Excerpted passage Block Start

Right now, in 2026, agents are everywhere. Not as science fiction — as shipping products. Claude can write and execute code. Devin can build features. Cursor can refactor a codebase. These are not chatbots with delusions of grandeur. They are real-time built applications that can take actions on your behalf, navigate systems, make decisions, and produce artifacts. They are, in the most literal sense, virtual assistants who are really good at problem-solving via code.
But here is what almost nobody is talking about: agents have a design problem. Not a capability problem — that is being solved daily. A design problem. And it is the same design problem that has plagued every powerful tool in history: the quality of the output is determined almost entirely by the quality of the input.
The Context Collapse Problem
If you start cold with an agent — give it a vague task with no context about your goals, your systems, your constraints, your preferences — it will do what any capable but uninformed assistant does. It will make assumptions. It will fill gaps with plausible defaults. It will produce something that technically works but misses what you actually needed. And then you spend even more time and capital rewriting, redoing, or worse — debugging why the thing it built is subtly wrong in ways you did not anticipate.
This is not the agent's fault. It is a context collapse problem. The agent is optimizing against an incomplete picture, and incomplete pictures produce incomplete solutions. Amazon recently pulled back on some of their internal agent deployments for exactly this reason — too many redundant API calls, too much compute burned on solutions that had to be thrown away, too much time spent by humans fixing what the agent got wrong because it did not have the right context to get it right.
The question is not whether agents are capable enough. It is whether we have designed the systems that give them what they need to be useful.

Excerpted passage Block End
Data Block Start

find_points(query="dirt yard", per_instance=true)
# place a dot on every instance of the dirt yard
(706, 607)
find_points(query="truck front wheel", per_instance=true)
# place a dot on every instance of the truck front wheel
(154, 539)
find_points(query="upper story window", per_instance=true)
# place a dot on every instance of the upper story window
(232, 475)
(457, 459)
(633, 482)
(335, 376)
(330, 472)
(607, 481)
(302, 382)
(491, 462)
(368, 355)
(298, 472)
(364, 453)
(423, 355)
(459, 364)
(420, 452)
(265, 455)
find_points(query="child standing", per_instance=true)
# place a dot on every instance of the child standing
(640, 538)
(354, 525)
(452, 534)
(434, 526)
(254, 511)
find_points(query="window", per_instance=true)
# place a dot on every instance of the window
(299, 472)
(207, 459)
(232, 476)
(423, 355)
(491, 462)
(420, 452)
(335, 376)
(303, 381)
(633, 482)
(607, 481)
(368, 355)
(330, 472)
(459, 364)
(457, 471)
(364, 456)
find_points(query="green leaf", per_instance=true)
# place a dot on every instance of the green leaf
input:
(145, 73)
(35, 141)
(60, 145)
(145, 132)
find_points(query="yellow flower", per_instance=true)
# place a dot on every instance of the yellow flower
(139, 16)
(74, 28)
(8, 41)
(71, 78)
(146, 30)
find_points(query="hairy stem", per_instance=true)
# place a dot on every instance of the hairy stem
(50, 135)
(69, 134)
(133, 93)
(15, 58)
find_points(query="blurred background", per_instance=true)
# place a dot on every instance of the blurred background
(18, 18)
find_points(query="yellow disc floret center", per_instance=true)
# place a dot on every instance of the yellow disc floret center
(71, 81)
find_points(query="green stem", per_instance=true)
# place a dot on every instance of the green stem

Data Block End

**Brief A**
In the essay on AI agents, what does the writer call the problem of an agent working from an incomplete picture?
**Brief B**
Pick up the essay on AI agents after its final sentence and write what comes next.
The items were taken from a different source than the text.

**Response area A**
A context collapse problem.

**Response area B**
The Guardrails Question
There is a real tension here that the industry is only beginning to reckon with. On one hand, agents are most powerful when they have autonomy — when they can make decisions, take actions, and iterate without waiting for human approval at every step. On the other hand, autonomy without constraint is expensive in every sense: compute costs, API calls, time spent reviewing and correcting, and the opportunity cost of what could have been built if the agent had gotten it right the first time.
Amazon's response — more guardrails, tighter constraints, explicit approval gates — is one answer. It sacrifices some of the speed and autonomy that makes agents exciting in exchange for predictability and cost control. But there is another answer, and it is a design answer: what if we got better at giving agents context upfront?
Designing for Agent Consumption
This is the part that matters for designers. We have spent thirty years designing interfaces for humans — building systems that communicate through visual hierarchy, affordances, and interaction patterns that human brains can parse. Agents do not work that way. They parse structure, not pixels. They read documentation, not designs. They need explicit context, not intuitive cues.
What does this mean practically? It means your design system needs machine-readable documentation, not just human-readable documentation. It means your component library needs explicit constraints that an agent can understand — not just visual guidelines in a PDF, but structured data about what goes where and why. It means your codebase needs to be legible to something that has never seen it before, because every time an agent starts a new session, it is seeing it for the first time.
We designed interfaces for humans for thirty years. Now we need to design context for agents — and they are very different problems.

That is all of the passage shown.